Model calibration of SWAT was performed using 2000 land use maps to calibrate the annual streamflow from 1988 to 1997 at the outlet of Baoqing station. After model calibration, a simulation setup—employing the 1986 land use maps—was used to validate annual streamflow from 1978 to 1987 at Baoqing station. Model calibration was usually carried out by adjusting the values of the model parameters. The LH-OAT (Latin hypercube sampling based on one factor at a time) method was used for the sensitivity analysis, and SWAT-CUP (calibration and uncertainty programs) was used for calibration of the model runs. SWAT-CUP is a freeware program which allows the use of the different algorithms such as MCMC (markov chain monte carlo), GLUE (generalized likelihood uncertainty estimation), ParaSol (parameter solution) and SUFI-2 (sequential uncertainty fitting version 2) for optimization of the SWAT model [29,30]. According to the analysis, the relatively sensitive parameters for the hydrological components were CN2, ALPHA_BF, CANMX, ESCO, SURLAG, CH-K2, SOL_AWC and SOL_Z. The most sensitive parameter was CN2. The optimal values for SWAT calibration are listed in Table 2. The calibrated values were fine-tuned until the simulated results were acceptable according to the criteria used to evaluate model performance.
IHACRES was used to calibrate the annual streamflow from 1956 to 1966, and for validation during 1967 to 2005, at the outlet of Baoqing station. The division of the periods was based on the Mann–Kendall results of the annual runoff during 1956–2005 (Figure 2). The optimal values for the IHACRES model calibration are listed in Table 3.

==================================================

- **STATED GOAL 1**: Write out every line of the collected data word for word, leaving out the pictures.
The passage on streamflow model calibration and the collected data have no connection to each other.

- **Collected data**:

==================================================

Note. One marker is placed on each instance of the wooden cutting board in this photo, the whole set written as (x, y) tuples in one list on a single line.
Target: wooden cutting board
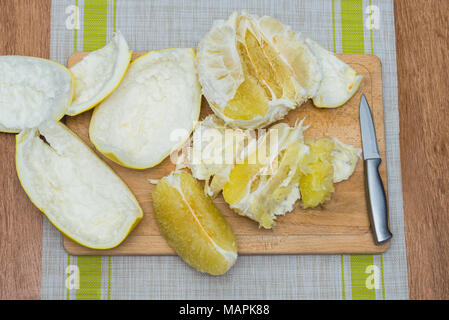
[(340, 226)]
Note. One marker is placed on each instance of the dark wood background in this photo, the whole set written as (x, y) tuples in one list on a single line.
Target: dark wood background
[(422, 43)]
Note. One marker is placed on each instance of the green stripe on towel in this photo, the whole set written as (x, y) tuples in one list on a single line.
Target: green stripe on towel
[(353, 42), (94, 31)]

==================================================

- **STATED GOAL 2**: Continue the passage on calibrating streamflow models at Baoqing station, picking up after its final sentence.

- **EXPECTED OUTPUT 1**:
Note. One marker is placed on each instance of the wooden cutting board in this photo, the whole set written as (x, y) tuples in one list on a single line.
Target: wooden cutting board
[(340, 226)]
Note. One marker is placed on each instance of the dark wood background in this photo, the whole set written as (x, y) tuples in one list on a single line.
Target: dark wood background
[(422, 43)]
Note. One marker is placed on each instance of the green stripe on towel in this photo, the whole set written as (x, y) tuples in one list on a single line.
Target: green stripe on towel
[(353, 42), (94, 31)]

- **EXPECTED OUTPUT 2**:
3.3.2. Calibration and Validation Results

The results of the average annual streamflow simulated by the SWAT model and the IHACRES model are shown in Figure 5 and Figure 6, respectively. In the SWAT model, the watershed runoff was divided into two stages; that is, the period of calibration, 1988–1997, and the period of validation, 1978–1987. The IHACRES model was similarly divided, with the period of calibration being 1956–1966, and the period of validation being 1967–2005. The results showed that the observed and simulated runoff values followed the area rainfall patterns. A comparison of the observed and simulated runoff values showed good agreement, indicating that both the SWAT model and IHACRES model represented the observed runoff well in the upper Naoli River watershed. The NS, R2 and PBIAS values for annual calibration and validation are listed in Table 4. All NS and R2 values were above 0.7, and the absolute values of PBIAS were smaller than 25% disposed of one period in the validation period of the IHACRES model (Table 4), suggesting satisfactory model performance. During the calibration period, R2, NS and PBIAS values were 0.97, 0.89 and 0.17, respectively, for the SWAT model, and 0.78, 0.72 and −0.02, respectively, for the IHACRES model. In the validation period, R2, NS and PBIAS values were 0.97, 0.94 and 0.11, respectively, for the SWAT model, and 0.77, 0.70 and 0.26, respectively, for the IHACRES model. Thus, both models were capable of capturing long-term runoff yield in the upper Naoli River watershed.
Additionally, in order to compare the simulation effects of the two models, it was necessary to obtain the simulation results for the IHACRES model for the periods 1978–1997 and 1978–1987. The simulation results for the SWAT and IHACRES models are presented in Figure 7 as a tendency chart. Furthermore, the three performance evaluation criteria were also calculated for the IHACRES model over the two aforementioned periods. Table 4 outlines the R2, NS and PBIAS values for the SWAT model and IHACRES model over the different periods. For the IHACRES model, the R2, NS and PBIAS values were calculated as 0.73, 0.58 and −0.22, respectively, in 1988–1997, and 0.81, 0.62, and −0.35, respectively, in 1978–1987. The streamflow values simulated by the IHACRES model were bigger than the observed runoff values. By comparison, the fitting effect of the observed values and the simulated values were found to be better for SWAT model.
There were a few differences between the observed and simulated runoff values during specific years. The SWAT model, for example, had simulated values which were larger than the observed ones in 1978, 1979, 1989, 1993, 1996, and so on, as shown in Figure 5. In brief, the major discrepancies between the simulated and observed runoff were found in the dry and wet seasons. Specifically, the model overestimated dry season flow and underestimated the wet season flow.
As for the IHACRES model (Figure 6), a good match was found between the simulated and observed values in the calibration period of 1956–1966—except in 1964, when the simulated runoff was larger than the observed one. However, in the validation period, 1967–2005, the simulated values were larger than the observed ones on the whole.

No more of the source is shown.